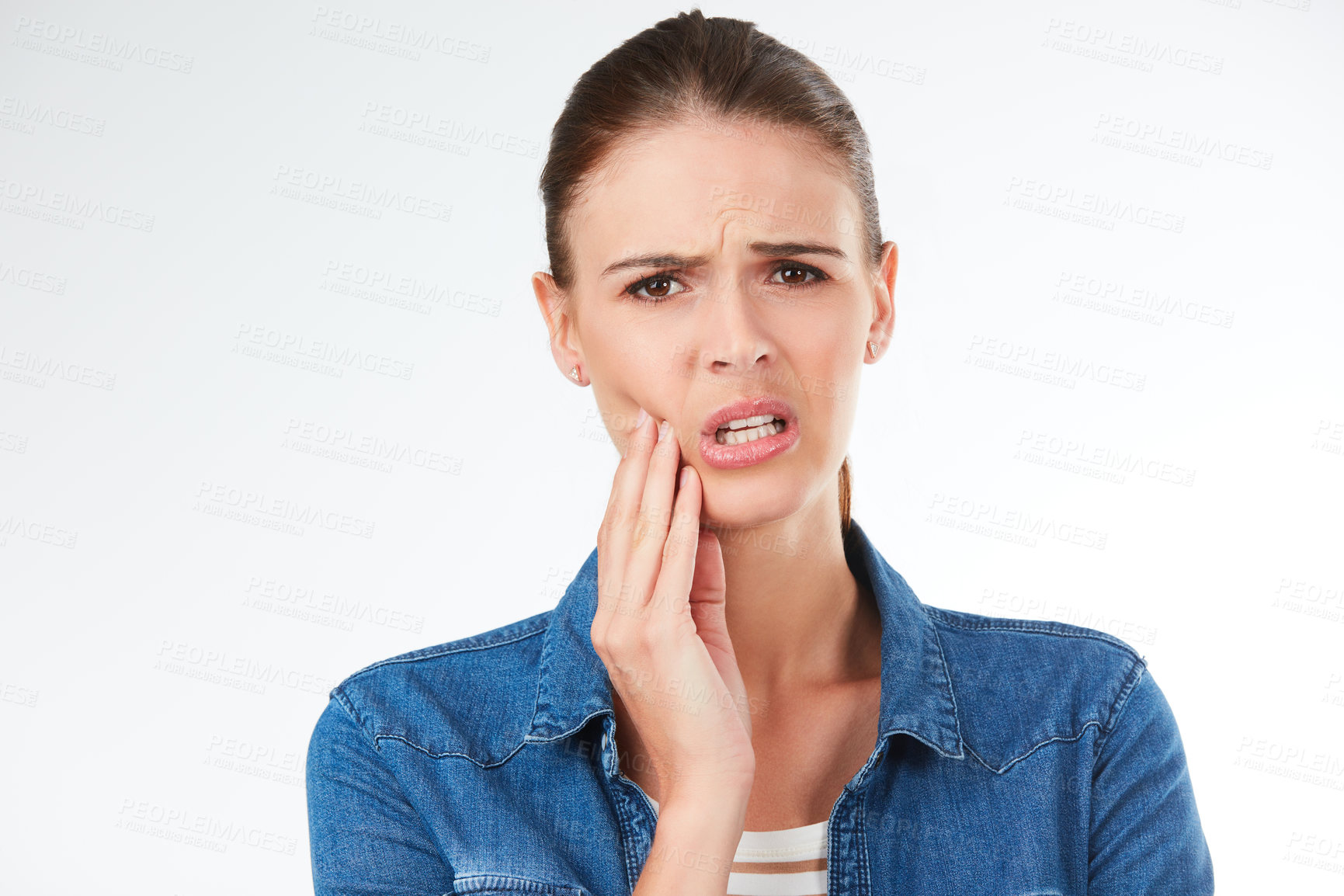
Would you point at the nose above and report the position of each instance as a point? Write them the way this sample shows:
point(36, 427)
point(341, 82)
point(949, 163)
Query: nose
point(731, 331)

○ ○ ○

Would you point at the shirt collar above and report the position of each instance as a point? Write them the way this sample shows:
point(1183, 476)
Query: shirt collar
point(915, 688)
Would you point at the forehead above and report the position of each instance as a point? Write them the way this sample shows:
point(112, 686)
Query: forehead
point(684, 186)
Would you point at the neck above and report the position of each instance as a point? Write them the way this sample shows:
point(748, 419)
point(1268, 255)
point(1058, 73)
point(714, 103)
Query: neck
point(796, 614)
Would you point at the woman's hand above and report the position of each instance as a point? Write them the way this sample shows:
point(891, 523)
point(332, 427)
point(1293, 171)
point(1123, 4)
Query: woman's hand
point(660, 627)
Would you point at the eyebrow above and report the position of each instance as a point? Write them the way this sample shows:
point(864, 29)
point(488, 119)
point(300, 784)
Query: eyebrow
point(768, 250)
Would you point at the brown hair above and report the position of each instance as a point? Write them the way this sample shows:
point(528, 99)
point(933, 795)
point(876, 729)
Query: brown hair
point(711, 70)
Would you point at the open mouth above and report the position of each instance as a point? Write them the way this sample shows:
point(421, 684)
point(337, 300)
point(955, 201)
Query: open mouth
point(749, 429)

○ ○ ○

### The exercise:
Please output, as a JSON list of strings with one string per line and blank lines omitted, the rows that begin with the line containing "Would you point at the shirt" and end with the line containing "point(915, 688)", including both of those lines.

### Response:
[
  "Would you point at the shirt collar above and report the position of each instance as a point? Write them the way this sample shows:",
  "point(1183, 476)",
  "Query: shirt collar",
  "point(915, 688)"
]